Available records –
═══
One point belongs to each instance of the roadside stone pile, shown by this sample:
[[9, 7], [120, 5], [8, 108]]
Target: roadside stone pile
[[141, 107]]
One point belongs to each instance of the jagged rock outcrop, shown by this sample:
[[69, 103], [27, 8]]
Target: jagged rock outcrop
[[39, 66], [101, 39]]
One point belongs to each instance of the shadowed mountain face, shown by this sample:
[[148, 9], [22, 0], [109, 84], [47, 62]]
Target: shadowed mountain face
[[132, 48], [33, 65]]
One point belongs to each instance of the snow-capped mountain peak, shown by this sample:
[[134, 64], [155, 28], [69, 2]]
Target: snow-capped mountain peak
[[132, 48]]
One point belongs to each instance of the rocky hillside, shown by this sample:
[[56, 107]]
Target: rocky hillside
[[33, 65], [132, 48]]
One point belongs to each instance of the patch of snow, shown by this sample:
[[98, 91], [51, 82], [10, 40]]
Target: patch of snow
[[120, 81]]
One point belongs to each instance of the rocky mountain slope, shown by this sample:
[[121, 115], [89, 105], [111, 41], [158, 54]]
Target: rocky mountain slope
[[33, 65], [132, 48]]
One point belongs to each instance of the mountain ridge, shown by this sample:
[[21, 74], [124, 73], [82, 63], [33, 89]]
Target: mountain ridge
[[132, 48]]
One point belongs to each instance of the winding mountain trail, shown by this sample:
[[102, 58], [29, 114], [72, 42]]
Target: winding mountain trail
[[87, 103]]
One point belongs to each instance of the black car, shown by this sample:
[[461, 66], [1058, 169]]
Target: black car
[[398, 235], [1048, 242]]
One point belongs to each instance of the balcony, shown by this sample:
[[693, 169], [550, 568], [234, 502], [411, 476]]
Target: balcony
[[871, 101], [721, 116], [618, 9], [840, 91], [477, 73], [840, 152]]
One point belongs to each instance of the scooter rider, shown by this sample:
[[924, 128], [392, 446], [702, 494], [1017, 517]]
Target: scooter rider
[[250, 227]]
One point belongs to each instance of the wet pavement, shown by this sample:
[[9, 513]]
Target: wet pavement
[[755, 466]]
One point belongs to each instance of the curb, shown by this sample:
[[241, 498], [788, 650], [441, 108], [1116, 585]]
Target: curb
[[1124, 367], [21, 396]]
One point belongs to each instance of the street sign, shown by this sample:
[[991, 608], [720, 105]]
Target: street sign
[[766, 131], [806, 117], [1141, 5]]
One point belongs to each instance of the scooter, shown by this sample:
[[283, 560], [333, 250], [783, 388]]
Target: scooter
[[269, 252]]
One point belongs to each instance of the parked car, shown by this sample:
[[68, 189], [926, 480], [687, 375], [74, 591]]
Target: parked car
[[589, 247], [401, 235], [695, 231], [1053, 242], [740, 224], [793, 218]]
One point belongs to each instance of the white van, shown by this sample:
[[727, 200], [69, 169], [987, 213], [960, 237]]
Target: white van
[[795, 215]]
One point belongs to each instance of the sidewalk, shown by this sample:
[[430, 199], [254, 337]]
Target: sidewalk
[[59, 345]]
═══
Copy out the lines above word for word, from the line with "One point belongs to each instance of the black" to the line with "[[269, 252]]", including both of those lines.

One point belongs to each instance of the black car, shown by this sample:
[[461, 66], [1058, 169]]
Target: black car
[[398, 235], [1048, 242]]
One point belongs to each instance of the balcony, shown by this sample:
[[693, 169], [550, 568], [234, 502], [411, 476]]
Target: balcony
[[871, 101], [721, 116], [618, 9], [840, 91], [477, 73], [840, 152]]
One point belongs to each instance of the scooter rider, shown by this sample:
[[924, 128], [392, 446], [702, 494], [1017, 517]]
Target: scooter rider
[[250, 227]]
One point belongs to each instance of the wet pavement, shown by this sample:
[[9, 513]]
Target: wet pavement
[[755, 466]]
One point belongs to each instance of the curb, shown by this sample:
[[241, 498], [788, 650], [441, 108], [1116, 585]]
Target: curb
[[1124, 367], [21, 396]]
One point belongs to each instance of the street sign, shown by this sample:
[[991, 608], [720, 105]]
Target: street sign
[[766, 131], [806, 117], [1141, 5]]
One point belongs to each instance of the scooter, shown by this sample:
[[283, 560], [333, 250], [783, 388]]
Target: scooter
[[269, 252]]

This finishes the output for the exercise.